TEXT EXTRACT -
Operating income for the second quarter of 2008 was $62.9 million, up 12 percent from operating income of $56.0 million in the second quarter of 2007. Operating margins in the second quarter of 2008 were 16.7 percent, down slightly from operating margins of 17.1 percent in the second quarter of 2007. Amortization of intangibles increased from $10.4 million in the second quarter of 2007 to $10.9 million in the second quarter of 2008. The impact of stock-based compensation expense was flat year-over-year at $3.8 million. There was a $3.3 million restructuring expense in the second quarter of 2008 and a $333 thousand restructuring expense in the second quarter of 2007. Excluding these impacts, non-GAAP operating income of $81.0 million was up 15 percent compared to the second quarter of 2007. Non-GAAP operating margins were 21.4 percent in the second quarter of 2008, approximately flat compared to 21.5 percent in the second quarter of 2007.
Net income for the second quarter of 2008 was $48.6 million, up 39 percent compared to net income of $35.0 million in the second quarter of 2007. Diluted earnings per share for the second quarter of 2008 were $0.39, up 39 percent from diluted earnings per share of $0.28 in the second quarter of 2007.
The tax rate for the second quarter of 2008 was 28 percent, compared to 38 percent in the second quarter of 2007. The lower tax rate is due to the previously announced implementation of a global supply chain structure. Trimble now expects the full-year tax rate to be 31 percent versus previous guidance of 33 percent.
Adjusting for the amortization of intangibles and the impact of stock-based compensation and restructuring expenses, non-GAAP net income of $61.7 million for the second quarter of 2008 was up 40 percent compared to non-GAAP net income of $44.1 million in the second quarter of 2007. Non-GAAP earnings per share for the second quarter of 2008 were $0.49, up 40 percent from non-GAAP earnings per share of $0.35 in the second quarter of 2007.
"The Field Solutions segment continued its strong growth trend in the second quarter and we expect a robust agricultural environment for the remainder of the year. The environment for the Engineering and Construction segment remains uncertain in the U.S. and European markets, with continued strength outside those regions," said Steven W. Berglund, Trimble's chief executive officer.
"Although the Mobile Solutions segment has not yet reached our financial goals, potential large customers are showing significant, increased interest in our mobile products. This interest is driven by higher fuel prices, which are putting pressure on operating costs. We believe this improving sales pipeline has the potential to generate significant growth in revenue and profitability in 2009 in the segment. We continue to invest aggressively in anticipation of this growth," Berglund continued.
"While recognizing the potential impact of economic uncertainties we are reiterating the total company revenue guidance and increasing the earnings per share guidance for the year."

INSTRUCTION 1 -
Answer each question from the Trimble results text:
(a) What was the tax rate for the second quarter of 2008?
(b) Which segment continued its strong growth trend in the second quarter?
(c) What is driving the increased interest in the mobile products?
INSTRUCTION 2 -
Substitute "Agricultural Solutions" for "Field Solutions" in the Trimble results text, starting with "Adjusting for the" and going on through "chief executive officer.".
INSTRUCTION 3 -
Which business segments are named in the Trimble results text?

Coordinate labeling data -
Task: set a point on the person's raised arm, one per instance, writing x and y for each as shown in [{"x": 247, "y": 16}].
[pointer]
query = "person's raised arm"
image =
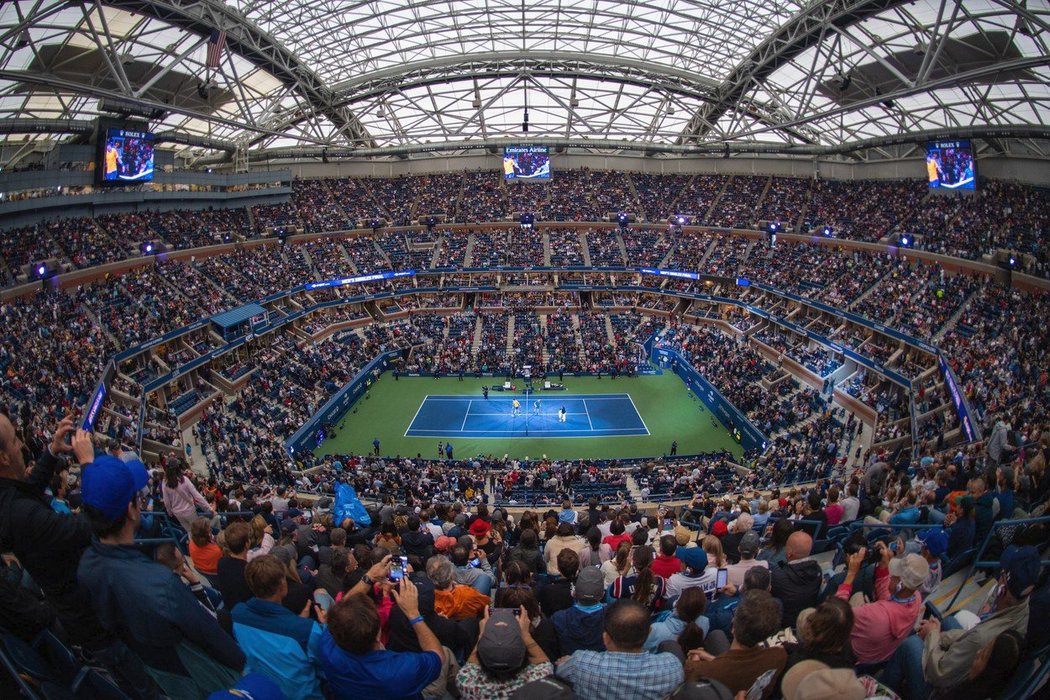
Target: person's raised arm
[
  {"x": 536, "y": 653},
  {"x": 377, "y": 573},
  {"x": 853, "y": 567},
  {"x": 407, "y": 600}
]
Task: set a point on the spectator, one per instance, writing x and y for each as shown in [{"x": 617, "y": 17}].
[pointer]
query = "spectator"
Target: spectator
[
  {"x": 171, "y": 556},
  {"x": 666, "y": 563},
  {"x": 159, "y": 618},
  {"x": 204, "y": 551},
  {"x": 834, "y": 510},
  {"x": 261, "y": 537},
  {"x": 933, "y": 545},
  {"x": 748, "y": 549},
  {"x": 416, "y": 542},
  {"x": 814, "y": 680},
  {"x": 567, "y": 514},
  {"x": 984, "y": 512},
  {"x": 230, "y": 570},
  {"x": 278, "y": 643},
  {"x": 737, "y": 529},
  {"x": 938, "y": 659},
  {"x": 580, "y": 627},
  {"x": 594, "y": 553},
  {"x": 558, "y": 594},
  {"x": 454, "y": 600},
  {"x": 641, "y": 584},
  {"x": 881, "y": 626},
  {"x": 747, "y": 666},
  {"x": 620, "y": 565},
  {"x": 797, "y": 580},
  {"x": 47, "y": 544},
  {"x": 181, "y": 497},
  {"x": 565, "y": 537},
  {"x": 517, "y": 595},
  {"x": 993, "y": 669},
  {"x": 505, "y": 658},
  {"x": 332, "y": 576},
  {"x": 823, "y": 635},
  {"x": 687, "y": 624},
  {"x": 776, "y": 551},
  {"x": 625, "y": 671},
  {"x": 851, "y": 505},
  {"x": 355, "y": 662},
  {"x": 480, "y": 576}
]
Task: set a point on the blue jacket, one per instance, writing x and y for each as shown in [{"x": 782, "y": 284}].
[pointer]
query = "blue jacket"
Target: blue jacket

CORRECT OUTPUT 1 -
(a) 28 percent
(b) The Field Solutions segment
(c) Higher fuel prices, which are putting pressure on operating costs

CORRECT OUTPUT 2 -
Adjusting for the amortization of intangibles and the impact of stock-based compensation and restructuring expenses, non-GAAP net income of $61.7 million for the second quarter of 2008 was up 40 percent compared to non-GAAP net income of $44.1 million in the second quarter of 2007. Non-GAAP earnings per share for the second quarter of 2008 were $0.49, up 40 percent from non-GAAP earnings per share of $0.35 in the second quarter of 2007.
"The Agricultural Solutions segment continued its strong growth trend in the second quarter and we expect a robust agricultural environment for the remainder of the year. The environment for the Engineering and Construction segment remains uncertain in the U.S. and European markets, with continued strength outside those regions," said Steven W. Berglund, Trimble's chief executive officer.

CORRECT OUTPUT 3 -
Field Solutions, Engineering and Construction, Mobile Solutions